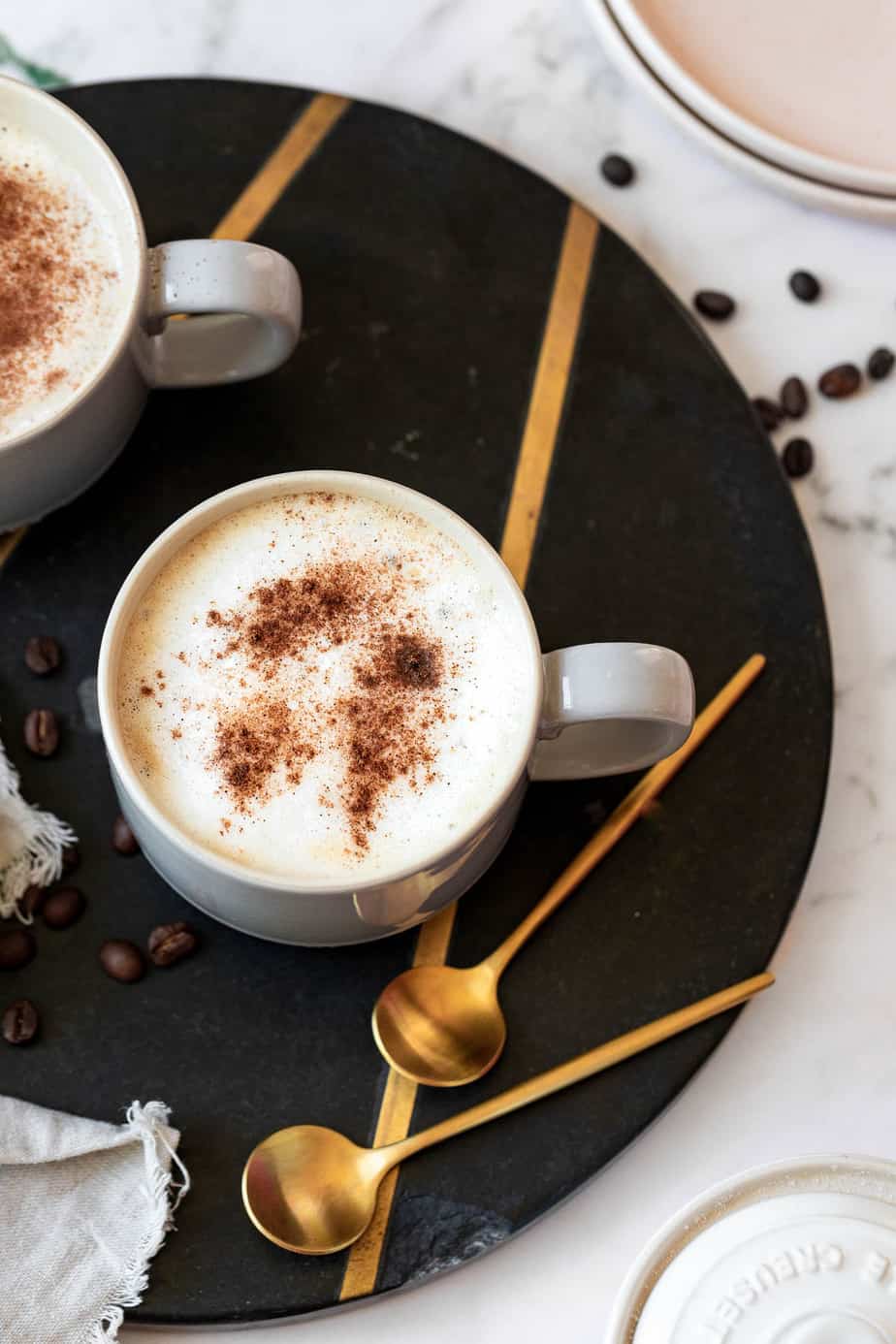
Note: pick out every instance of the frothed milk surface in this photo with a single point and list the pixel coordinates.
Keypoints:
(62, 299)
(816, 73)
(321, 685)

.....

**YOUR TASK**
Retype all of the material above word for word, leaving the pictures out of your answer.

**SOLVED EXERCISE**
Note: pick out every instance of the frothed milk surface in this photo with a single point and list the pixel coordinates.
Keypoints:
(62, 299)
(816, 73)
(321, 685)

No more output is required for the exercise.